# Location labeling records
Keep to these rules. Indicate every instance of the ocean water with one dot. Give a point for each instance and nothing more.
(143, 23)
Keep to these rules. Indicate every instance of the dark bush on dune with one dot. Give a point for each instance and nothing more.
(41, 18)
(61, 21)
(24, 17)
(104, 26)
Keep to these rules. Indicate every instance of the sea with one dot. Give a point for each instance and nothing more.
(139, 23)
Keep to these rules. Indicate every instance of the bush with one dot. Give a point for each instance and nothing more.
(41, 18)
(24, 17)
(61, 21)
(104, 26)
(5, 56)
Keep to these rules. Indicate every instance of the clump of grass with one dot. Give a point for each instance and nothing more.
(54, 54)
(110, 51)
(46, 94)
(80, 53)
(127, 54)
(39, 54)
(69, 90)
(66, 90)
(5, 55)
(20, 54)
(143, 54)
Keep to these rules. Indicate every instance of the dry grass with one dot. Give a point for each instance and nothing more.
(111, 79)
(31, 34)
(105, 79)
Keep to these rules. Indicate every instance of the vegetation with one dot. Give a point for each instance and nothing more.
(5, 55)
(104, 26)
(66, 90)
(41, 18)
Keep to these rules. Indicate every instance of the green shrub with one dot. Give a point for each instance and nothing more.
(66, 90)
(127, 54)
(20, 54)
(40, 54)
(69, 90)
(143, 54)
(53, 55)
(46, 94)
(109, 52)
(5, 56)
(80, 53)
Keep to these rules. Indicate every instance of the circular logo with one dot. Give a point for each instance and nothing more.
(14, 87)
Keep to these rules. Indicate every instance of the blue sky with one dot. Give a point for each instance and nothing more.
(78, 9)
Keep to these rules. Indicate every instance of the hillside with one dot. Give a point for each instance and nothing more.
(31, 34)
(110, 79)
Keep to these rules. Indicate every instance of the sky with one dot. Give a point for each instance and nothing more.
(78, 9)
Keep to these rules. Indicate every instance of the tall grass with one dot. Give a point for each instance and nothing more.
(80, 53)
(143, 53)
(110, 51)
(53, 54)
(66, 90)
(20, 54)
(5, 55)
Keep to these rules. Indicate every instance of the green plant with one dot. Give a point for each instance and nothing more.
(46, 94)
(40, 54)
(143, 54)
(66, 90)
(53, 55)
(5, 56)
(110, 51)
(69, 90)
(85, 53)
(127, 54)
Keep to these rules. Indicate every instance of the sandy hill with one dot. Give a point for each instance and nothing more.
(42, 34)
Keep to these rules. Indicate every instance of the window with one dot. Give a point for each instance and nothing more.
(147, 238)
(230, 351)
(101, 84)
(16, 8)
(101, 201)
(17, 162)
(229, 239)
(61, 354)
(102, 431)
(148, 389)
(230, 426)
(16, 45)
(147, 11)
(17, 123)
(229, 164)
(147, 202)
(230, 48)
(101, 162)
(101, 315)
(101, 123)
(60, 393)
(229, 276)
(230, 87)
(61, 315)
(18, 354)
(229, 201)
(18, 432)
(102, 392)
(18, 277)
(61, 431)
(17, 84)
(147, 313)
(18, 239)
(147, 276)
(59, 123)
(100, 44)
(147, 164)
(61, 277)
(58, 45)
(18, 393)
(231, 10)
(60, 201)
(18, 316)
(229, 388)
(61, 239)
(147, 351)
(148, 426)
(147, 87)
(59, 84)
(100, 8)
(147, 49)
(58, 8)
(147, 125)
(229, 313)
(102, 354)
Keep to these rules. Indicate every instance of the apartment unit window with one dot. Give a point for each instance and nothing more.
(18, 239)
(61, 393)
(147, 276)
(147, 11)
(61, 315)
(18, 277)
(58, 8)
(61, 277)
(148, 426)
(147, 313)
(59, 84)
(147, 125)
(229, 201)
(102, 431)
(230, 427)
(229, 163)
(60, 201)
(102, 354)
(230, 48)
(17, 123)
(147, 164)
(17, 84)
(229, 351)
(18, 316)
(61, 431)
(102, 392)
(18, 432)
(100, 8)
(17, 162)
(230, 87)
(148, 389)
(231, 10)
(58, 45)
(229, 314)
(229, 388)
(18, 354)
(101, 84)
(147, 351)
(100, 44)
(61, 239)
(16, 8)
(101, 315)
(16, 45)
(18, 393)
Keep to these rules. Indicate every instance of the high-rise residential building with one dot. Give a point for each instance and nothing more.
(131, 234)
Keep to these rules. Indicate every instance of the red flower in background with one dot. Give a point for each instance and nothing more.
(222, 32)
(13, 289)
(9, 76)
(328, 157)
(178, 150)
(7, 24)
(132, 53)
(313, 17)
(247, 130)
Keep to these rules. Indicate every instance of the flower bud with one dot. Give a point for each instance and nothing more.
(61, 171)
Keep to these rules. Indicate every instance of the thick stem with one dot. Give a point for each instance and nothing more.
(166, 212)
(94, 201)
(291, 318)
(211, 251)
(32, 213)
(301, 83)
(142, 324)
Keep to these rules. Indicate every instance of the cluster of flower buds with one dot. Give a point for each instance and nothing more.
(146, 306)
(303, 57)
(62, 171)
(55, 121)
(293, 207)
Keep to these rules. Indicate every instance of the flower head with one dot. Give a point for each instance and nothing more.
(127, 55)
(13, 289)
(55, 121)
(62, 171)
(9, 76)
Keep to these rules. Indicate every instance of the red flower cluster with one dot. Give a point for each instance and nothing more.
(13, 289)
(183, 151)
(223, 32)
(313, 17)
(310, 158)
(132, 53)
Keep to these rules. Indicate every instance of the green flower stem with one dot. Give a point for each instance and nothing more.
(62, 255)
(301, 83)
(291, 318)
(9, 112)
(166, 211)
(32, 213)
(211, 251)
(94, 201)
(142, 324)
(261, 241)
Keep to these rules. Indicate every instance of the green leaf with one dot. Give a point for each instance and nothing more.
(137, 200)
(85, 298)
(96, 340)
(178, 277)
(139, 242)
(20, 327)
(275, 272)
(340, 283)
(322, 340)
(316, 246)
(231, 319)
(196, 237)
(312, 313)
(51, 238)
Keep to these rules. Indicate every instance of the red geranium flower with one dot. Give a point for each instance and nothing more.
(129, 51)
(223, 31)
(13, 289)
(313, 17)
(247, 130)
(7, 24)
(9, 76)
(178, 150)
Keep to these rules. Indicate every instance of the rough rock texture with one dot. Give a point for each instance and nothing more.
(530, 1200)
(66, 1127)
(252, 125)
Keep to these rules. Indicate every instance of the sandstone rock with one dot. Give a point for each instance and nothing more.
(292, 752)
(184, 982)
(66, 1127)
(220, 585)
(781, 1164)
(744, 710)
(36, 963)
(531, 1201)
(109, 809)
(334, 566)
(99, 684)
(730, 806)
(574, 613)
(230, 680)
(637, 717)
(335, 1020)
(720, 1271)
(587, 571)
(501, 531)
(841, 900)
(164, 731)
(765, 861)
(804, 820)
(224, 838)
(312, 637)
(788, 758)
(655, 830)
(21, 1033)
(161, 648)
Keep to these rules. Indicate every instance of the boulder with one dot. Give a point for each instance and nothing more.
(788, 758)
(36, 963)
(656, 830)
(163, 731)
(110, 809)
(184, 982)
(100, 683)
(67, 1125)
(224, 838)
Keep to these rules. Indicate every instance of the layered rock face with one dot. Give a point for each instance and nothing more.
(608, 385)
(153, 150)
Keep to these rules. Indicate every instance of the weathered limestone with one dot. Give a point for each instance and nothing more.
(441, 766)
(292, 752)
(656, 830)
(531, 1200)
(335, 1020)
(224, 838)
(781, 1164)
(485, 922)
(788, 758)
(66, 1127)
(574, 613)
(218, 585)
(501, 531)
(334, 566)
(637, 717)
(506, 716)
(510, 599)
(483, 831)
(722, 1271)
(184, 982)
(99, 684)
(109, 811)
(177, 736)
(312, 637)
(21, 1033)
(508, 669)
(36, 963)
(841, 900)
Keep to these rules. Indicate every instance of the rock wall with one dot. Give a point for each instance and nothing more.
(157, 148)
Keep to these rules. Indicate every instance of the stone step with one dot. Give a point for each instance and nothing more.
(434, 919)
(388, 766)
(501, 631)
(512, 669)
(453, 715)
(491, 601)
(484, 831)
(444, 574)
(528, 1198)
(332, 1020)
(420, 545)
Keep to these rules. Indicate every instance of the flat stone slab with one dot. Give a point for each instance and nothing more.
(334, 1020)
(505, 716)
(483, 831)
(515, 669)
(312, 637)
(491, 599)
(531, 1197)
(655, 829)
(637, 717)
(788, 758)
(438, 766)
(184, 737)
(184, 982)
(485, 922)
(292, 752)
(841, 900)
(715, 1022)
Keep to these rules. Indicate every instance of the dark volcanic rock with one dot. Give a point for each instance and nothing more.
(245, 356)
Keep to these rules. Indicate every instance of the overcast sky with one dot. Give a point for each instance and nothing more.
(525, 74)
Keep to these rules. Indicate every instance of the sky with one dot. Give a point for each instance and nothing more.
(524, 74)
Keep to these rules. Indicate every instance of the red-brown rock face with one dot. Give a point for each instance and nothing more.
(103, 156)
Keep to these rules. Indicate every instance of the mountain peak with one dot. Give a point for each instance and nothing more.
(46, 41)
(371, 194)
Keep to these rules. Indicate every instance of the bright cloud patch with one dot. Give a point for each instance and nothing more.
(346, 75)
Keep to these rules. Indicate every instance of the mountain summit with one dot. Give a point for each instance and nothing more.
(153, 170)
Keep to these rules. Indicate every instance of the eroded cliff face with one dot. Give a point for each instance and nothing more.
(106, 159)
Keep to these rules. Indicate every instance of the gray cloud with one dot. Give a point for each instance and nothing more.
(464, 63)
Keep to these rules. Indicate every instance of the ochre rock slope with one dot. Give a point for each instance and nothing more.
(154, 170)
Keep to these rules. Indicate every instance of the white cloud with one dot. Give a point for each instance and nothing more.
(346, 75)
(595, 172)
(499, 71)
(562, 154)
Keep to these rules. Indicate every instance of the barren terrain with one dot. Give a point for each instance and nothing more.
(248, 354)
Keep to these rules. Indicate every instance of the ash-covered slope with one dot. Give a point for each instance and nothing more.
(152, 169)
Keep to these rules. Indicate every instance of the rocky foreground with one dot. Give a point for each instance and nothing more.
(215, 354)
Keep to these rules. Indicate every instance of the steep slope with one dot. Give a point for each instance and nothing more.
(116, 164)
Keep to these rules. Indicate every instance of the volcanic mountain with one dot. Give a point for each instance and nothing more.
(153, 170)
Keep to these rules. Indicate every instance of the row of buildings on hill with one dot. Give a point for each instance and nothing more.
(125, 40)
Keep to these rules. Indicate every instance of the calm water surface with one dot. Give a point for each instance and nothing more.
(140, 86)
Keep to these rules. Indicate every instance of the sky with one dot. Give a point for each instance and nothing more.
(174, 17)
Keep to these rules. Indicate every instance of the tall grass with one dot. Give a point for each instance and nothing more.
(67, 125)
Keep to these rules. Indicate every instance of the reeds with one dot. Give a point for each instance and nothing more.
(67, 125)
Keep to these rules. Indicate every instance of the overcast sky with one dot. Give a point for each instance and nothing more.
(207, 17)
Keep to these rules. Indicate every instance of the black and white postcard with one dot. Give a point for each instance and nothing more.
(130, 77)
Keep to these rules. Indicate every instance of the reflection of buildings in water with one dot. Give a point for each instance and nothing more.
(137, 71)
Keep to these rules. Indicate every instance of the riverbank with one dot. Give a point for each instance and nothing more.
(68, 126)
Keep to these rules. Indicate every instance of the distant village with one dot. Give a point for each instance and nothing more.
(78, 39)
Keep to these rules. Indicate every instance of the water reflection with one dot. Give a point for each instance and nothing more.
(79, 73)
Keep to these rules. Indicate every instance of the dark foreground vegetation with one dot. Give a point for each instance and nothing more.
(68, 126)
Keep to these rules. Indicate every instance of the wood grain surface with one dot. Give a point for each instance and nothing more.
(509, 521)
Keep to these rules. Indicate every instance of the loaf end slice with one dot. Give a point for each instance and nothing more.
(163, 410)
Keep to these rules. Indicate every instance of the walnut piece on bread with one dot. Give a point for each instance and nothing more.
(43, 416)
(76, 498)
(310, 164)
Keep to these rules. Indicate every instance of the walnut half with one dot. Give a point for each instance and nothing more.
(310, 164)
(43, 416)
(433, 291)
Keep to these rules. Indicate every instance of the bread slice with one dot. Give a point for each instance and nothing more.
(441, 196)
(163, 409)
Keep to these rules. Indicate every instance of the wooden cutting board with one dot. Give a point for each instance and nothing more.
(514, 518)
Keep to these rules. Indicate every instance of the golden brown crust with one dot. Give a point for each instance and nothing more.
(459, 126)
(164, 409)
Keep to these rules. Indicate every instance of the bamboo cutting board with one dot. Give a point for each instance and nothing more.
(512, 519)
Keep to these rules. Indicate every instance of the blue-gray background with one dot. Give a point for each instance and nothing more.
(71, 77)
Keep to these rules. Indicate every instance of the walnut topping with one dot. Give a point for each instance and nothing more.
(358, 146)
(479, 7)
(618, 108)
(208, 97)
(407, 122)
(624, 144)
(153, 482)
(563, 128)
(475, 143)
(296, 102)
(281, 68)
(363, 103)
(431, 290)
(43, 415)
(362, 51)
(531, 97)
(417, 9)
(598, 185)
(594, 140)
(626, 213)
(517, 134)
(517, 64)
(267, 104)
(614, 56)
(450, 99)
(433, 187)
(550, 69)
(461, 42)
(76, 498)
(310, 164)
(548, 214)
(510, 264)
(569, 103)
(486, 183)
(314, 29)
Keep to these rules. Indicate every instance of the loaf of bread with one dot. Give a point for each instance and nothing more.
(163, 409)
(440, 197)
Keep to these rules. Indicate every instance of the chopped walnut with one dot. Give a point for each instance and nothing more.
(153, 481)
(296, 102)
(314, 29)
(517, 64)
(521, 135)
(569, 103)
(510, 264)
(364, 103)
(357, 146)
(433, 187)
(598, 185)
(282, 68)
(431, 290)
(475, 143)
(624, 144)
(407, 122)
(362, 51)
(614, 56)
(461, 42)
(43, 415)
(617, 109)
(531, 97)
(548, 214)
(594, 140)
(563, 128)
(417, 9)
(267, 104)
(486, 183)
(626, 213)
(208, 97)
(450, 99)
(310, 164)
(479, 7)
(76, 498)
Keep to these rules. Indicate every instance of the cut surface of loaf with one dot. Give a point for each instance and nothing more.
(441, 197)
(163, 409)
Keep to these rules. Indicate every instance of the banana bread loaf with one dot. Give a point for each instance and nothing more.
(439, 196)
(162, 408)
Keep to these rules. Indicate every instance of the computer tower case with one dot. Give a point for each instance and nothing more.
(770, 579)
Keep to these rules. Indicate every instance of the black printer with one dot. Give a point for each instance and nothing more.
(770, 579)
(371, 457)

# Written request
Reproduce exactly the lines from the one containing "Keep to these rules. Indicate every instance of the cut" through the last line of the records above, including both, and nothing else.

# The response
Keep to these rules. Indicate every instance of the cut surface of loaf with one dot. Give a point for each instance and nothing more.
(441, 197)
(163, 409)
Keep to these rules. Indicate every instance of the banana bread loaf with one dot. Give a point for each instance and nothing more.
(439, 196)
(162, 408)
Keep to these rules. Indicate every instance of the computer tower case with one dot. Give a point for each instance and nothing more.
(770, 579)
Keep to these rules. Indicate every instance of the black printer with one dot. Give a point for each instance and nothing more.
(770, 579)
(371, 457)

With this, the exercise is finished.